§ **Instrução dada A**:
Redimensione o trecho dos registos que começa na linha que contém "[spot] the dog's nose, one" e se estende até ao fim dos registos, com ambos os extremos incluídos. Reproduza apenas essas linhas, na íntegra, multiplicando por 0,2 cada coordenada das respostas e arredondando-a para um número inteiro, com as metades arredondadas para cima.

§ **Texto apresentado**:

--------------------

Não há orfandade quando o jornalismo significa dignidade
O legado de Abel Abraão não pertence apenas a Angola e ao jornalismo angolano. Abel é património do jornalismo mundial. Foi um dos maiores repórteres de guerra do mundo, quando, com a sua coragem e amor, levou a voz do Kuito cercado e fumegante da explosão das bombas para o mundo. E a sua voz não era a voz da cobarde rendição nem do atroz desespero. A voz do Abel ecoava pelo mundo levando a mensagem da tenaz resistência e da retumbante vitória do povo do Kuito.
O mestre da reportagem de guerra, o jornalista polaco Riszard Kapucinski zangou-se uma vez quando os críticos lhe chamaram de ficcionista. Eu não escrevo ficção-retorquiu. Os romancistas estão em casa escrevendo em situação confortável. As pessoas não entendem que um trabalho de reportagem exige do seu autor um enorme esforço e correr riscos.
Um dos temas das últimas conversas que mantive com o Abel Abraão era sobre se nós, os antigos repórteres que estivemos nas frentes de batalha, deveríamos ou não nos juntar ao discurso de orfandade recentemente foi oficialmente adoptado por alguns jornalistas, por sinal são nossos mais novos , face ao poder instituído e personificado pelo MPLA.
O Abel tinha tido uma experiência assaz traumática, quando o antigo Presidente decidiu finalmente voar até ao Kuito, muito tempo após o termo da luta pelo controlo da cidade que durou 18 meses. Uma das primeiras pessoas que o Presidente José Eduardo dos Santos recebeu foi o Abel Abraão e conversou com ele durante quase 30 minutos. Transmitiu-lhe de viva voz o reconhecimento do Governo angolano do seu papel decisivo na guerra da capital biena e disse-lhe que, como consequência desse reconhecimento, receberia uma ajuda material destinada a iniciar um projecto que lhe garantisse o sustento para a família e uma reforma sem grandes preocupações para o resto da velhice.

--------------------

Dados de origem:
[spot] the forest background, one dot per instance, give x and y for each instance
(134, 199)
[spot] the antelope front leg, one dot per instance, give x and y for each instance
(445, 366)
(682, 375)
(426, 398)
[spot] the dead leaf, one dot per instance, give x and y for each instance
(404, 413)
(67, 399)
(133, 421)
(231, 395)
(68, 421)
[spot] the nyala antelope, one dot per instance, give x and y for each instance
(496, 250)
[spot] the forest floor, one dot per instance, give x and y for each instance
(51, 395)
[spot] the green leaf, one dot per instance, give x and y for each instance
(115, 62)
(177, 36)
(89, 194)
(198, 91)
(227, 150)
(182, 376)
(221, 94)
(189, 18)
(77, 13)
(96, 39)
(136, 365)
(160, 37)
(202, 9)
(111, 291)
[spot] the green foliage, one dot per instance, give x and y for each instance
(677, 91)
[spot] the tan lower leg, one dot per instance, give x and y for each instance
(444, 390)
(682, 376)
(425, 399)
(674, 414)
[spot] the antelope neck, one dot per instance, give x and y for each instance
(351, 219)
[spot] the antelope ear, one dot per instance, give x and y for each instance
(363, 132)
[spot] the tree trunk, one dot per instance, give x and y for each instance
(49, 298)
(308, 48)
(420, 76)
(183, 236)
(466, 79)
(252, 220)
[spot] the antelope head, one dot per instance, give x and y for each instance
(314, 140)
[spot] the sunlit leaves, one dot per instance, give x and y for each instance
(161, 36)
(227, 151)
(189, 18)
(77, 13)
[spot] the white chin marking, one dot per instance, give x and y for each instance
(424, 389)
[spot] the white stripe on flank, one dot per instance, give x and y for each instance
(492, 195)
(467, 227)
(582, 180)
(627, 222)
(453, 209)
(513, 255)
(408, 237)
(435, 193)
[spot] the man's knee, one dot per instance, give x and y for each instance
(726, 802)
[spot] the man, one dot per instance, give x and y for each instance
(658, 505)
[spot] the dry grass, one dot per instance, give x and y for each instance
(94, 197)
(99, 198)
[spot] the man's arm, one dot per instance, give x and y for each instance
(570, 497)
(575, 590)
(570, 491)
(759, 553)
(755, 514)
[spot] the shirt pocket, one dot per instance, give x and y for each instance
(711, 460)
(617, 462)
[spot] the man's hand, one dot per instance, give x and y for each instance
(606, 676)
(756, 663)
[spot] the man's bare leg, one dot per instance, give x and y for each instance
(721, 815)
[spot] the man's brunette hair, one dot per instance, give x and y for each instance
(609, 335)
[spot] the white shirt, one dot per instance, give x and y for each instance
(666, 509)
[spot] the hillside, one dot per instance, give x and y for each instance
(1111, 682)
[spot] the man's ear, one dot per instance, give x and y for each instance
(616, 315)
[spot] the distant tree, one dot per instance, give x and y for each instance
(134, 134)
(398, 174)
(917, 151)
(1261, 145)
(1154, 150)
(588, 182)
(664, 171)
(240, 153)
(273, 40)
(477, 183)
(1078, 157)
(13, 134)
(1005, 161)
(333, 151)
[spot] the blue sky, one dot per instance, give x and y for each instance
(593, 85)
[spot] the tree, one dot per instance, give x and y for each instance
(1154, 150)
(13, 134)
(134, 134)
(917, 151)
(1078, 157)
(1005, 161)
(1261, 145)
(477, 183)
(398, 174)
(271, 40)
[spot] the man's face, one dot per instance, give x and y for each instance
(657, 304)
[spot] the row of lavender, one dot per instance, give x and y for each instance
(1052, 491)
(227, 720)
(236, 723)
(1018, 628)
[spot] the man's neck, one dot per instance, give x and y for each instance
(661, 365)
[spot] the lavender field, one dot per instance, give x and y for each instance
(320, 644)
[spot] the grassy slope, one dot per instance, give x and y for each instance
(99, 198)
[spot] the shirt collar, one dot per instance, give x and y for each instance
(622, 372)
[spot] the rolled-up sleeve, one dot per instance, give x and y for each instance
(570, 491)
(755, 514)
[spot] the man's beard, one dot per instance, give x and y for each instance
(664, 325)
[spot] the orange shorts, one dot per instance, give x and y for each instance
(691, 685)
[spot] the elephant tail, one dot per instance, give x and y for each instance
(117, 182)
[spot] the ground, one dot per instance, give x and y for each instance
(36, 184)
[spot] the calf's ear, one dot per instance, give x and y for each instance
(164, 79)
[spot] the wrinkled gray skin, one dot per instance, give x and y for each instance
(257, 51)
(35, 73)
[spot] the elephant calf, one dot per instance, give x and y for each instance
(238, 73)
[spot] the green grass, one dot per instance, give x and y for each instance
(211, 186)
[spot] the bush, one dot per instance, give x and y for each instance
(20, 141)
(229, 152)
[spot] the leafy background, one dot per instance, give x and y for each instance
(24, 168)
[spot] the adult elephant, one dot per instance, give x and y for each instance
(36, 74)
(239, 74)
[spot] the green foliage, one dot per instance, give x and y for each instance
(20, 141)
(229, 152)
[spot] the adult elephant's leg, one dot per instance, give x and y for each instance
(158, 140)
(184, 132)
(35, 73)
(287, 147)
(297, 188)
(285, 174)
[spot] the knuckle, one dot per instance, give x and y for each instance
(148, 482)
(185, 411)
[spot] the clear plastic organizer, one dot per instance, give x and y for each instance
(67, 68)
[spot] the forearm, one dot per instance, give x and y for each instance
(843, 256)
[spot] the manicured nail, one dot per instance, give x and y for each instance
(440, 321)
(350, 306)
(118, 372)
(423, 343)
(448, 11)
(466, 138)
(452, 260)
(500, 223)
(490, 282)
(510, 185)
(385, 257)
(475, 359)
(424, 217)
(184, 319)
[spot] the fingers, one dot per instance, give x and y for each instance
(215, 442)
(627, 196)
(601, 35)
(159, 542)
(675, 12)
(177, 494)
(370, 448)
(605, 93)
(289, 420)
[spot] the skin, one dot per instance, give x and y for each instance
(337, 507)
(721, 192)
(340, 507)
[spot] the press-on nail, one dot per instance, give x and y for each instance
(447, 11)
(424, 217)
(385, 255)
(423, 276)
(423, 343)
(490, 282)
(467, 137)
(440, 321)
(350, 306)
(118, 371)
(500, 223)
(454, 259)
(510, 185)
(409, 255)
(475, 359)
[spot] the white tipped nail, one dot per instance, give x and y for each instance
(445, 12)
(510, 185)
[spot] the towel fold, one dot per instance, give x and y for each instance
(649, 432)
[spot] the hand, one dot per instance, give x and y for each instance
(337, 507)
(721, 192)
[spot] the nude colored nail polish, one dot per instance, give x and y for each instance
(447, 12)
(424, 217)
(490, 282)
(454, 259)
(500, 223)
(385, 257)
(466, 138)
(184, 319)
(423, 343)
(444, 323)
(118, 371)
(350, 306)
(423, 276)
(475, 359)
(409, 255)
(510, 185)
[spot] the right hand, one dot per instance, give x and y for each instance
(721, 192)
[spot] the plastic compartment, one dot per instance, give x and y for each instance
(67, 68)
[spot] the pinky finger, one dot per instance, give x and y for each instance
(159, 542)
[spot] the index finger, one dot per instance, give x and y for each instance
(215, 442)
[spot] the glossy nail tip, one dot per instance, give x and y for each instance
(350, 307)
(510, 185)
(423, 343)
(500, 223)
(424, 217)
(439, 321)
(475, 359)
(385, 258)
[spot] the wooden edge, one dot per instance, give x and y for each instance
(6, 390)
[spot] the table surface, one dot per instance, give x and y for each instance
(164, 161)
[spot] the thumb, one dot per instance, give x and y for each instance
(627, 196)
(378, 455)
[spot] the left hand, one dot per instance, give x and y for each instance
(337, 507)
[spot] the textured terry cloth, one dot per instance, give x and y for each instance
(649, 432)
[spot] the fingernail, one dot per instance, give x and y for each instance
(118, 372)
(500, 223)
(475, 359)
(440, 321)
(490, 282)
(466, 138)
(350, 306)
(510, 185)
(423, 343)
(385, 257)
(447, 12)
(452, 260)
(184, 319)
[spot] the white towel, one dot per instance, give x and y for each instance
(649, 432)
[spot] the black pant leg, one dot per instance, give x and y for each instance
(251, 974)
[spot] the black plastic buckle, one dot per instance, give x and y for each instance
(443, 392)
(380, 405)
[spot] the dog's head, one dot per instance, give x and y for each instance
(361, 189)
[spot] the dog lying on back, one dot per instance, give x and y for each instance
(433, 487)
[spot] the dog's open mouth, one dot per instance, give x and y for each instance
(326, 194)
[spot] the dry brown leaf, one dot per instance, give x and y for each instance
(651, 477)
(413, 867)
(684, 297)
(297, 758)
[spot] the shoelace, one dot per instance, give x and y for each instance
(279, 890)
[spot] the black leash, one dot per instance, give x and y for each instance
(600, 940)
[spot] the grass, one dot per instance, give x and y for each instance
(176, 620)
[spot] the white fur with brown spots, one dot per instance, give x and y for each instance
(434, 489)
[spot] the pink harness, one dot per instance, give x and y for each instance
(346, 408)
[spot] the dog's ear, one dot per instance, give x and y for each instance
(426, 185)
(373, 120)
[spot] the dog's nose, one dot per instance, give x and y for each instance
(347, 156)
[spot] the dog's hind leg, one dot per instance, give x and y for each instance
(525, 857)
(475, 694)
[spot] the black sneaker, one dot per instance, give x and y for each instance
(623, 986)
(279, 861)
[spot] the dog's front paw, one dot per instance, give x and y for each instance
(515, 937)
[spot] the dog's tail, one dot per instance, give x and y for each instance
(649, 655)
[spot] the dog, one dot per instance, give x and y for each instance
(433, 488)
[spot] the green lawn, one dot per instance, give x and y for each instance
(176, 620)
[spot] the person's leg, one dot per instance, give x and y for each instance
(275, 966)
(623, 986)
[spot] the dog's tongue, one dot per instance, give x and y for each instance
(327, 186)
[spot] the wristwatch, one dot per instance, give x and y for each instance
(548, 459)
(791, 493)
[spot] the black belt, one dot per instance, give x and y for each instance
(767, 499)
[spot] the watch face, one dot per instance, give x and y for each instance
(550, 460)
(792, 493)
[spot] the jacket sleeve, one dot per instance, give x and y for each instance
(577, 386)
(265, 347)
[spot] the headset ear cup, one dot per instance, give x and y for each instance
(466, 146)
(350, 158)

--------------------

§ **Instrução dada B**:
Prossiga o texto sobre o legado do repórter Abel Abraão a partir do ponto em que termina.

§ **Resposta à tarefa A**:
[spot] the dog's nose, one dot per instance, give x and y for each instance
(69, 31)
[spot] the dog's hind leg, one dot per instance, give x and y for each instance
(105, 171)
(95, 139)
[spot] the black sneaker, one dot per instance, give x and y for each instance
(125, 197)
(56, 172)
[spot] the dog's front paw, one dot per instance, give x and y for each instance
(103, 187)
[spot] the dog's tail, one dot per instance, give x and y for each instance
(130, 131)
[spot] the dog, one dot per instance, give x and y for each instance
(87, 98)
[spot] the green lawn, one dot per instance, give x and y for each instance
(35, 124)
[spot] the person's leg, one dot per instance, give x and y for each instance
(55, 193)
(125, 197)
[spot] the dog's tongue, one dot per instance, give x and y for each instance
(65, 37)
[spot] the wristwatch, one dot per instance, give x and y for each instance
(110, 92)
(158, 99)
[spot] the black belt, one dot per instance, give x and y for each instance
(153, 100)
[spot] the watch face, one dot per instance, give x and y for each instance
(110, 92)
(158, 99)
[spot] the jacket sleeve, one dot per instance, give x and y for each instance
(115, 77)
(53, 69)
[spot] the headset ear cup, one dot per instance, give x and y for each instance
(93, 29)
(70, 32)

§ **Resposta à tarefa B**:
Isso tudo me contou o agora falecido Abel Abraão, mas já com lágrimas nos olhos faloume das peripécias que sofreu às mãos dos secretários e chefes da Casa Militar do antigo Presidente. Deram-lhe curvas e contra-curvas com absurdas exigências de burocracia que não se encontravam à disposição do Abel no Kuito, uma cidade completamente destruída pela guerra, onde até os fios eléctricos da iluminação pública e os sinais de trânsito das ruas tinham sido trespassados pelas balas.
Creio que o Abel enfrentou com isso uma de depressão e isolou-se durante um tempo dos nossos contactos. Comungávamos uma relação de um profundo respeito e sendo seu mais velho, ele ouvia-me muito.
Um dia recebi a notícia de que após algumas incompatibilidades com a direcção da Rádio Bié o tinham transferido e assim passou a ler o serviço de agenda pública, como eram as notas de falecimento, os perdidos e achados e pedidos de comparência. Fiquei muito triste com o sucedido e liguei para uma responsável da Rádio Nacional, dizendo-lhe que era humilhante meter o Abel Abrãao, um dos maiores repórteres de guerra do mundo a ler a agenda com nomes de cachorros perdidos e documentos de bêbados achados na via pública.
Foi quando chegou a preocupante informação de que o Abel Abraão tinha começado a ter problemas de saúde. Assim veio o primeiro acidente vascular cerebral.
Há pouco tempo, a noite, o telefone tocou e o nome do Abel apareceu no visor. Era o Abel Abraão, não cabendo de contente, a comunicar-me da decisão do Presidente João Lourenço de dar o seu nome a Mediateca do Bié. Partilhamos efusivamente o acontecimento e ficou a promessa de eu ir ao Bié conhecer a Mediateca com ele.
Infelizmente isso já não será possível da forma como programamos. O Abel deixou-nos inesperadamente na manhã de terça-feira. Estava a tentar ligar-me desde que acordara e chegou a telefonar ao Africano Neto na Rádio Nacional a pedir o meu contacto, uma vez que com o número que tinha não conseguia estabelecer ligação.
Se Deus me der forças e saúde irei brevemente ao Cemitério dos Mártires na cidade do Kuito e depositarei uma coroa de rosas vermelhas no túmulo do meu grande companheiro Abel Abraão. Rosas vermelhas do sangue derramado na resistência vitoriosa e os espinhos simbolizando o suor e os riscos de 18 meses de cerco. Descaindo na lápide do túmulo colocarei a faixa com as palavras que o Presidente Agostinho Neto nos dedicou: “Há o próprio carácter do jornalista, aquele que com sacrifícios, às vezes da própria vida, permite a comunicação entre os homens”.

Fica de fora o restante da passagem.